* _Excerpt_:
⟨

Did you ever smoke cigarettes when you were a teenager?

I thought carefully,
far back to long, long ago when I was a teenager, and thought of a very specific moment when I thought to myself: what if I have a kid someday who asks me if I smoked when I was a kid, and what do I want to be able to say? And that thought of the future drove some decisions at that point in my life.

I said:
No.

Oh.
he said.
Do a lot of teenagers smoke?

Umm...
I said.
Some do. I wouldn't say that most do. But some of them do, and it makes me sad for them because it can be very difficult to stop once you start.

Yeah.
he said.
And it can make it hard for your lungs to breathe, right?

Yep.
I said,

as he zoomed off around the concrete swirls and sloped sides, crashing every ninety seconds or so, circling back around to pitch existential queries at me.

Is it possible,
he asked.
to make something invisible?

Well,
I thought carefully.
Theoretically, it is within the bounds of possibility. Do you ever read Wired Magazine?

No,
he said.
I don't know what that is, and besides I can't really read yet.

Right.
I said.

⟩

[Records from a collection]
⟨

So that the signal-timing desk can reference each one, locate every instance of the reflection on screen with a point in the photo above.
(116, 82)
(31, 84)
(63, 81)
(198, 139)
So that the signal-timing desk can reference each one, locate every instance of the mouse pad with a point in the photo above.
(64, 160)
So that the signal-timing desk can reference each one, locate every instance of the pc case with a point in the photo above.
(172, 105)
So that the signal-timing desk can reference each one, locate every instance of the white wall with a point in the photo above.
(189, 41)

⟩
⟨

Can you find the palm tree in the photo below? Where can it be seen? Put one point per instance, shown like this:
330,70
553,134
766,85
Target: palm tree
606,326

⟩

* _Work instruction 1_:
Answer these questions from the smoking conversation:
(a) What answer did the narrator give when asked about smoking as a teenager?
(b) Why does the narrator feel sad for teenagers who smoke?
(c) About how often did he crash while zooming around?
* _Work instruction 2_: Please carry on the smoking conversation, starting after its last line.
The data have nothing to do with the smoking conversation.

* _Response box 1_:
(a) No.
(b) Because it can be very difficult to stop once you start.
(c) Every ninety seconds or so.

* _Response box 2_:
But you're getting really good at the alphabet. As far as invisibility goes, the idea of an actual human walking around invisible is something that would be very difficult to do. Does that sort of make sense?

Sort of.
he said.
Not really.

Well,
I said.
Basically, it would be a lot easier to make say, a lamp invisible than a human being.

Oh.
he said.
Why?

Uhh,
(I fumbled briefly, for reasons having little** to do with my understanding of the relationship between molecular biology, sub atomic particle physics and chemistry, and the light spectrum.)
Basically, everything is made up of atoms, right? Remember talking about that?

Yeah.
he said.

Well, atoms are what make up everything around us, like the oxygen we breathe, and water, and gold and stuff like that. They're super small. And cells, which is what our bodies are composed of, have atoms as well. So -

Okay,
he said.
So there are invisible lamps?

No...
I said.
Theoretically, my point was that it's possible, and much easier to make something non-organic invisible.

But why would you make something organic invisible?
he asked.
Because if it's organic, it's good for you, isn't it?

Uhh...
I thought.
Yes, but in this case I'm simply talking about organic being -

- Okay,
he said.
I don't super understand, but, you know what's funny?

I have no idea.
I said untruthfully.

I didn't super used to like pasta,
he said, zipping past unsteadily.
But now I'm addicted to it.

You're what?

I asked.

He zoomed back around, tires wobbling, and I secretly reminded myself to not take him cycling on that one mountain road in Bolivia.

I SAID,
he said,
that I'm addicted to pasta now.

Oh.
I said.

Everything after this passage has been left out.